#### Exercise goal:
Search string "mirror": state how many lines in the material below contain it, and nothing else.

#### Dataset excerpts:
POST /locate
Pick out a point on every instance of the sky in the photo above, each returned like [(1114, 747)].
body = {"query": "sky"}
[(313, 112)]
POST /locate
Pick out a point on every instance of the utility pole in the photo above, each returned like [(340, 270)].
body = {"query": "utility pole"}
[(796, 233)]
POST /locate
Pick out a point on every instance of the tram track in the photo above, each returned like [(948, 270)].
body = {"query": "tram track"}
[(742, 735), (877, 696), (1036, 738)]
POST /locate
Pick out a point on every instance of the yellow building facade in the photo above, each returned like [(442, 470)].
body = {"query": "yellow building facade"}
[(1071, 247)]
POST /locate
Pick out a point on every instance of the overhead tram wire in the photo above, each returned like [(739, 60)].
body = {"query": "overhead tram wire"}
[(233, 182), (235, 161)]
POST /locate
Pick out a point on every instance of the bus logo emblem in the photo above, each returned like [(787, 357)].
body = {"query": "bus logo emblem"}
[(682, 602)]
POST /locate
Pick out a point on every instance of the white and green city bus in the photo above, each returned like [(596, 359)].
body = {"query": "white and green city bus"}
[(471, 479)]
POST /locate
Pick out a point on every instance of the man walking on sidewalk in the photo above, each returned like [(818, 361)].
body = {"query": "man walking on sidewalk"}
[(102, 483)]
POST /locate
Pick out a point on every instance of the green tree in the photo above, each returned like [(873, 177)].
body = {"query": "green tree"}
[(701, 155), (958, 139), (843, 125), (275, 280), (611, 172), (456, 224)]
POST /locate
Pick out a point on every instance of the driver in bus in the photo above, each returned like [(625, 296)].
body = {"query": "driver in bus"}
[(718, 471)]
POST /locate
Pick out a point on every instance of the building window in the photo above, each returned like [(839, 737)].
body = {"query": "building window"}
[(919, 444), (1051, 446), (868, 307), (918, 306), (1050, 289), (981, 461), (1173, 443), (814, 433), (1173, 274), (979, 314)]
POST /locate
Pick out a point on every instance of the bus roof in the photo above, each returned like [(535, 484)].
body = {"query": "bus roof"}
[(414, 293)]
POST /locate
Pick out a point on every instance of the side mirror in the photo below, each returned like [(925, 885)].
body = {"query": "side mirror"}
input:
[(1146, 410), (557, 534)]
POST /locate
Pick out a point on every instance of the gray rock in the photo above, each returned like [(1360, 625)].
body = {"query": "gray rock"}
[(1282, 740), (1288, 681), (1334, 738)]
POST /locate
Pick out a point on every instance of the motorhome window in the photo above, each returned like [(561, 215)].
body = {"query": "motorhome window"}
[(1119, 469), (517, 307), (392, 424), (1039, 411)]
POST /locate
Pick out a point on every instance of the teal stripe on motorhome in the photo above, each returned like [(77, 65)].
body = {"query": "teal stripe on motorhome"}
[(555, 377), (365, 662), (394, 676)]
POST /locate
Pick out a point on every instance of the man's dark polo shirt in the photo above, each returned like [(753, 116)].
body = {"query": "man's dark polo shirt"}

#### Expected answer:
2